• Fragmento del texto:
────────────────────────────────────────

Embarcaciones estacionadas en las playas de Copenhague. Foto Gustavo Núñez Valero.

—Estamos detrás de la residencia de la familia real. Vamos a hacer una parada para ir hasta allí. Pónganse sus chubasqueros, abríguense bien —dijo la guía.

El autobús se detuvo en una calle a la orilla del mar, frente a unos espaciosos jardines donde el verde de los arbustos y de las plantas, acentuados por el colorido de las flores, impactaba los sentidos de los turistas y los incitaba a contemplar con deleite ese espacio, creado por el ingenio humano a partir de la munificencia de la naturaleza.

Yo llevaba una capa impermeable azul clara con capota y visera plástica. Me sentía extraño e incómodo con esa indumentaria. Estaba desilusionado por no poder utilizar mi cámara fotográfica, pues era electrónica y la lluvia podía causarle daños. Tuve que acudir a la cámara de mi teléfono móvil.

Sin apuros, observando y disfrutando el entorno, bajé del autobús y comencé a caminar detrás del grupo.

—Me imagino que por parques como este Copenhague fue declarada hace unos pocos años Capital Verde de Europa —me comentó un argentino, compañero en la gira que, extasiado, observaba los jardines.

Las aguas del mar parecían dormitar y mostraban un azul claro y transparente; los adoquines del piso de la calzada brillaban como cristales ennegrecidos; el frío mantenía su gélida contundencia; la soledad se imponía; una embarcación mediana, de color blanco nieve, de diseño delicado y moderno intentaba alejarse de allí, pero los amarres que la ataban a un soporte de hierro, clavado en el piso del andén,  se lo impedían. Para no rezagarme del grupo tuve que aligerar el paso.  A no más de doscientos metros de la orilla del mar me encontré dentro de una enorme plaza.

—Este es el Palacio de Amalienborg —dijo la guía.

En la mitad de la plaza vi una estatua ecuestre y en los alrededores, varios edificios de mediana altura, con fachadas de piedra.

────────────────────────────────────────

Entradas de un conjunto de etiquetado de puntos
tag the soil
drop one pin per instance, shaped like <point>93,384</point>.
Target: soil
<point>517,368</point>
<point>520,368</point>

────────────────────────────────────────

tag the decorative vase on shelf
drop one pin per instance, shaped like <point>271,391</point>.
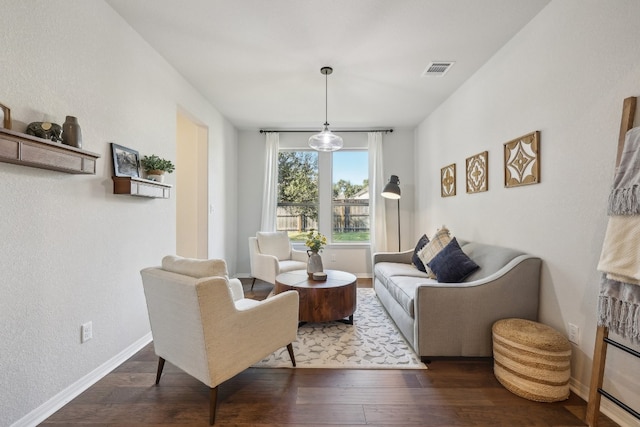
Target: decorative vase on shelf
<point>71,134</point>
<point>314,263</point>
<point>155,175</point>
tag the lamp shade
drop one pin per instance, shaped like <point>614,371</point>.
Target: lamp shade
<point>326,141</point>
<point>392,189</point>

────────────────────────────────────────

• Descripción de la tarea:
En el relato, la oración que comienza con «Las aguas del mar parecían dormitar» describe varios elementos separados por punto y coma. Enumere todos esos elementos. Para responder, utilice únicamente el relato.

• Tarea resuelta:
- Las aguas del mar
- Los adoquines del piso de la calzada
- El frío
- La soledad
- Una embarcación mediana, de color blanco nieve